### Extracted entries ###

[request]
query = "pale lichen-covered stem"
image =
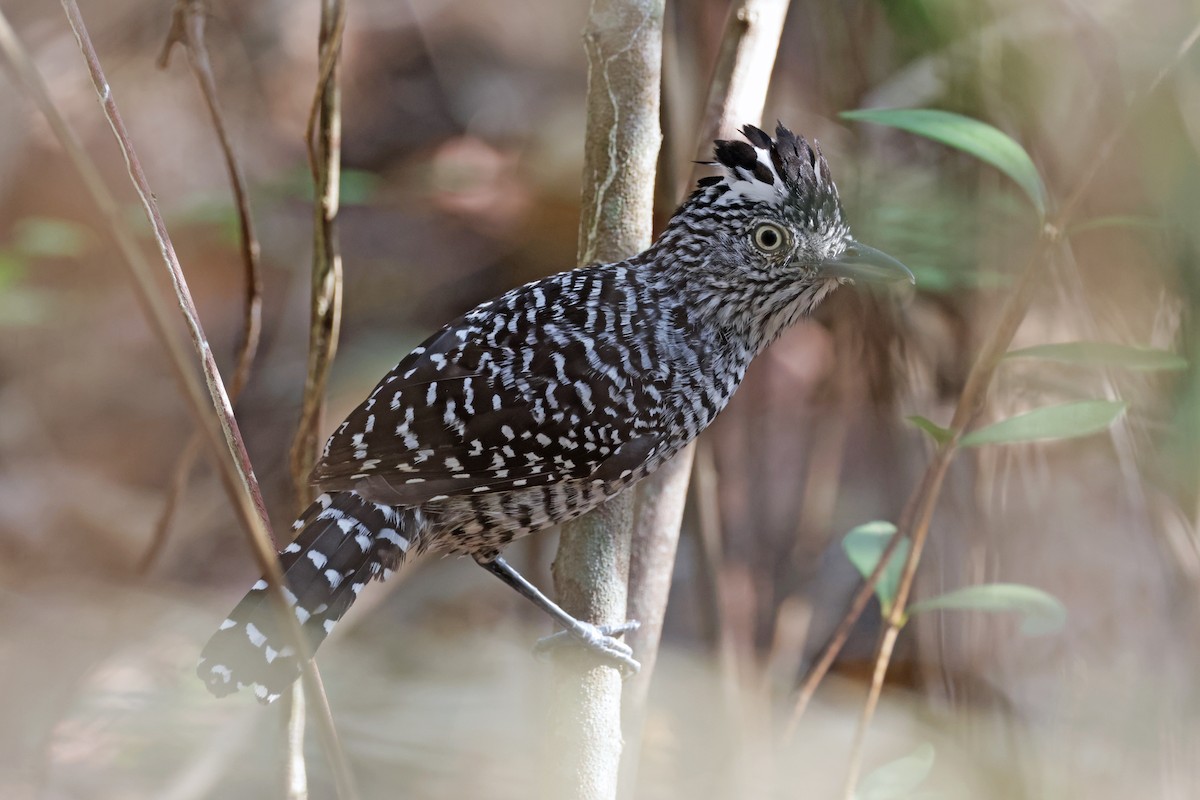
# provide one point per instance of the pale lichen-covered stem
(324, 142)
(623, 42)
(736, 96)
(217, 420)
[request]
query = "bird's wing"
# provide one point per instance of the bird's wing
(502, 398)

###
### Extracted entries ###

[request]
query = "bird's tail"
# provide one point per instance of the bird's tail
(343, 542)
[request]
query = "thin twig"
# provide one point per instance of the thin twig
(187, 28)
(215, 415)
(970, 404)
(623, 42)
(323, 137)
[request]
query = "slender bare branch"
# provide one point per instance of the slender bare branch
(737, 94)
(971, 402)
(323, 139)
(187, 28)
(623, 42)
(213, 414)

###

[Required task]: Return each line of the records above that contains the word "bare".

[Output]:
query = "slender bare branch"
# provide one point per instance of the slender bare branch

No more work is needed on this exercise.